指示 A:
提供テキストの「結局この後、」で始まる段落を、主な事実を残して短くまとめ直してください。
指示 B:
提供テキストの最後の文に続けて、その先を書き進めてください。

今回はりくぜんさんのブログ『当たり判定ゼロ』からご寄稿いただきました。
※すべての画像が表示されない場合は、https://getnews.jp/archives/647505をごらんください。

ゲーセンと「コインいっこ入れる」の呪い(当たり判定ゼロ)

ロマサガ2でコムルーン島という島が登場します。
火山島であるこの島は、コムルーン火山の噴火による滅亡を目前にしているのですが、滅びを前にしたサラマンダーの島民がこんな台詞を残します。
「我々は逃げない。この火山と共に生きていくのが我々の定めだ。急ぐのだ。時間がないぞ」
ヒュー、かっこいい!

結局この後、多くのプレイヤーは火山を噴火させてしまい、哀れなサラマンダーは灰の下で滅び、プレイヤーは冥術を手にするのですが、外部環境の変化の前にどうにもならないという状況はコムルーン島でなくとも起きえます。え?助けないよね、サラマンダー。

資料抜粋:
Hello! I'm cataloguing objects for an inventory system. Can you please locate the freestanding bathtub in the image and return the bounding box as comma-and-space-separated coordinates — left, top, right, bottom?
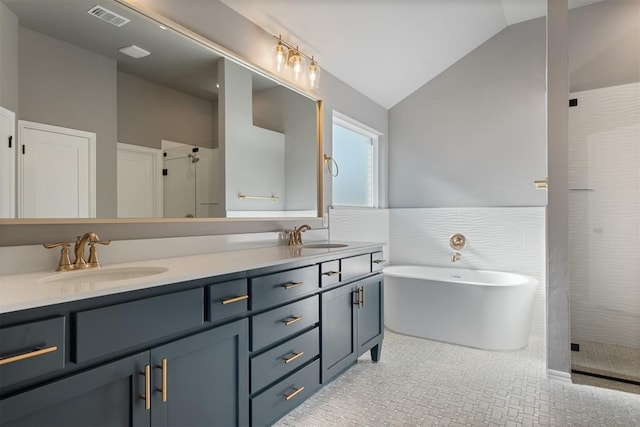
383, 265, 538, 350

最終結果 A:
その後、多くのプレイヤーは火山を噴火させ、サラマンダーは灰の下で滅び、プレイヤーは冥術を手に入れる。外部環境の変化を前にどうにもならない状況は、コムルーン島以外でも起こりうる。

最終結果 B:
ありとあらゆる産業を見渡しても、消費税の増税でもっとも被害を被ったのは、100円という魔法の単価に縛られたゲーセン業界ではないでしょうか。
偉いさんは「消費税は最終的に最終消費者が負担するための税制なのだから価格に転嫁すれば良い」として役所には謎の相談窓口が乱立していますが、ゲーセンは「コインいっこ入れる」というお気軽で伝統的な課金方法がここにきて足かせとなっています。こんな中で役所に相談しても「ジュースみたいに120円にすればええやん」みたいな正論言われて、発展性のない「はいそうですね」にしかなりません。

コナミのPASELIのように電子マネーで1プレイ124円にして「コインいっこ入れる」の魔法を打ち破るという方法もありますが、コインいっこ入れて遊ぶ通常のプレイヤーとの差をどのように埋めるかという問題も出てきました。増税後、外でたまたまPASELI切らして100円入れてボルテ遊んだんですが、選べる曲が減っていて「何か設定間違えたかな…」と思い、もう一度100円入れてようやく気がついたのですが、まさかコインいっこ入れるプレイヤーに制限をかけてきているとは…。一部の機能をわざわざ殺してDLCで販売するバンナム的なやり口に、蟹みたいに泡を吹きそうになったのですが、責める気にはなれませんでした。何もかも消費税が悪いんや!ゲーセンも業界全体として「取れるところから取る」というスタンスで徹底していますし。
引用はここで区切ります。